___ Records provided ___

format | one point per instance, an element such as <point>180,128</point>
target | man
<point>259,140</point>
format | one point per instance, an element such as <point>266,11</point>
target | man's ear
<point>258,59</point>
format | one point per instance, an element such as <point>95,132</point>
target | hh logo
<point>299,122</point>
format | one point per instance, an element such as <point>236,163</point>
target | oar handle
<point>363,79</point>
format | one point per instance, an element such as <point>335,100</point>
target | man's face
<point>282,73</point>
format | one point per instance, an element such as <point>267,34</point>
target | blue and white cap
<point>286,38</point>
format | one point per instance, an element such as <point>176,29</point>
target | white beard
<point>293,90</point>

___
___ Records provided ___

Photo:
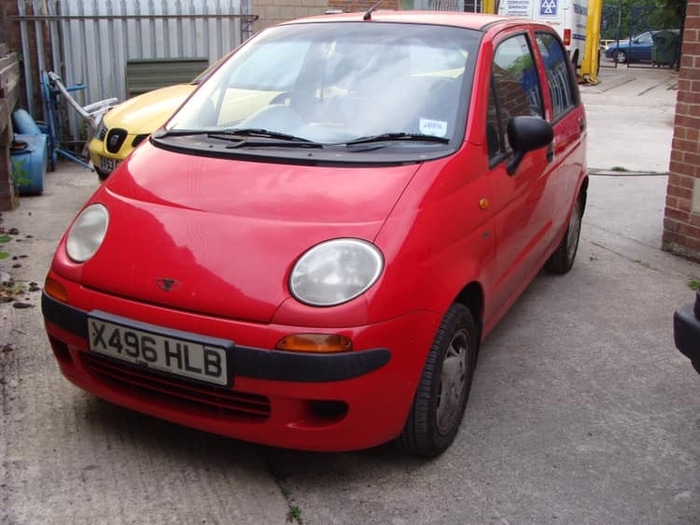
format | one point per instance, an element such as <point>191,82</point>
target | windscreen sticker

___
___ Records provided ___

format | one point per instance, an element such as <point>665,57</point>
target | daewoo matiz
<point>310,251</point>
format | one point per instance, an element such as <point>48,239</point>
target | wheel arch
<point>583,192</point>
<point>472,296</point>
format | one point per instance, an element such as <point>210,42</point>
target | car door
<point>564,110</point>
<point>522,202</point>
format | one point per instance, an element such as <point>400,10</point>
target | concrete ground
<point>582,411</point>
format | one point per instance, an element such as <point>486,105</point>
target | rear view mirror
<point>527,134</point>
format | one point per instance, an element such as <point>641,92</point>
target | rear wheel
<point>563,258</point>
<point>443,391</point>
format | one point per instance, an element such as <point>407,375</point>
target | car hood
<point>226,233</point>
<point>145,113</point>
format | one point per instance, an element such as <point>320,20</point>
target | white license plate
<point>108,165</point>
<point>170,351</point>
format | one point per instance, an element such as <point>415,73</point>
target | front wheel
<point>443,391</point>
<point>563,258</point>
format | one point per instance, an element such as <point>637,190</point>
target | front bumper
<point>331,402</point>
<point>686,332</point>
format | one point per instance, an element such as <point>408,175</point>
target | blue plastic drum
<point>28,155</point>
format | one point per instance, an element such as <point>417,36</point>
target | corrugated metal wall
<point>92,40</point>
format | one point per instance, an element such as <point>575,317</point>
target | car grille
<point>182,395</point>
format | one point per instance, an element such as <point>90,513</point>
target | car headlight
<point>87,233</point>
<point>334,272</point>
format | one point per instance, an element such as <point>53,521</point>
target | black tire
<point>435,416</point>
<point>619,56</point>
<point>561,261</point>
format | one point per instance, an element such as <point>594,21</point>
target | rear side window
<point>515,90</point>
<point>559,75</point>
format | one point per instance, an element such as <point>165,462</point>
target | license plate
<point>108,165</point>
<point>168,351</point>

___

**Written task**
Copy out the listing from the line containing "such as <point>48,239</point>" through the line containing "<point>527,134</point>", keeping every line, and shift each answer point by adding 79 to both of its coordinates. Leave the points in the sample lines unchanged.

**Final answer**
format | one point per instance, an element such as <point>48,239</point>
target | wheel arch
<point>662,271</point>
<point>551,375</point>
format | one point per instance, an element such as <point>210,42</point>
target | car door
<point>643,189</point>
<point>601,281</point>
format | one point per instance, an element such as <point>400,10</point>
target | concrete ground
<point>661,490</point>
format | one point per instance, an element such as <point>486,105</point>
target | rear view mirror
<point>606,213</point>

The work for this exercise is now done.